>> start
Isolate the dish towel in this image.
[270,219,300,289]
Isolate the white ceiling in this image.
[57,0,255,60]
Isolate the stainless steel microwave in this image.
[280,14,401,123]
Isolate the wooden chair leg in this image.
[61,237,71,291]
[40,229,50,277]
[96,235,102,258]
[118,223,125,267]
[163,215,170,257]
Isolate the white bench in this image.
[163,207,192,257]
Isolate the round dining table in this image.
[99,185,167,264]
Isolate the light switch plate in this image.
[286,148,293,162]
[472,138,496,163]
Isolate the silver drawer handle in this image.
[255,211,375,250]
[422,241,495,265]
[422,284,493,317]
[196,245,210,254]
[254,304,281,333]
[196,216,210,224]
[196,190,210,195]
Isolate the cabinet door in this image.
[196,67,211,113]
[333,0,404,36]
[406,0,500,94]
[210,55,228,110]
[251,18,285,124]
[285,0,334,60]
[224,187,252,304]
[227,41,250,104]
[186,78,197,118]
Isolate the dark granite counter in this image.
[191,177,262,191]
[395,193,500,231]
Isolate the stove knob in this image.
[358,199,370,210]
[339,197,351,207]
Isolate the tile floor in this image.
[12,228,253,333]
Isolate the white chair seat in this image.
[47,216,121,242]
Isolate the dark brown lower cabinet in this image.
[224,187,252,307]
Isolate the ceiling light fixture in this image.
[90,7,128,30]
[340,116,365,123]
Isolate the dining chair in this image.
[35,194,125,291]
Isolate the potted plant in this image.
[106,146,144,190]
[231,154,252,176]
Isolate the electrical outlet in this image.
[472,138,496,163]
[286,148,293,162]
>> end
Exercise directions | Copy out all the entries above, swapping each "Isolate" for "Segment" and leaving everything else as it is.

Correct output |
Segment the dish towel in this image.
[270,219,300,289]
Segment the white ceiling in this image.
[57,0,255,60]
Segment the stainless steel microwave in this image.
[280,14,401,123]
Segment the wooden chair leg in this image.
[61,237,71,291]
[40,229,50,277]
[96,235,102,258]
[118,223,125,267]
[163,215,170,257]
Segment the white bench in this image.
[163,207,192,257]
Segment the round dining table in this image.
[99,185,167,264]
Segment the light switch plate in this image.
[286,148,293,162]
[472,138,496,163]
Segment the silver drawer handle in this image.
[255,211,375,250]
[422,241,495,265]
[422,284,493,317]
[196,245,210,254]
[254,304,281,333]
[196,216,210,224]
[196,190,210,195]
Segment the cabinet door in this image.
[196,67,211,113]
[333,0,404,36]
[406,0,500,94]
[210,55,228,110]
[251,18,285,124]
[285,0,334,60]
[224,187,252,304]
[227,41,250,104]
[186,78,197,118]
Segment the dark granite counter in this image.
[191,177,262,191]
[395,193,500,231]
Segment the stove knob in this image.
[358,199,370,210]
[339,197,351,207]
Segment the tile floor in this image.
[12,228,253,333]
Segment the white chair seat in this image.
[47,216,121,242]
Segment the dark brown lower cabinet in this image.
[224,187,252,307]
Segment the ceiling light fixture in this image.
[90,7,128,30]
[340,116,365,123]
Segment the dining chair in this image.
[35,194,125,291]
Segment the potted plant in this image.
[106,146,144,190]
[231,154,252,176]
Segment the electrical outlet in this image.
[472,138,496,163]
[286,148,293,162]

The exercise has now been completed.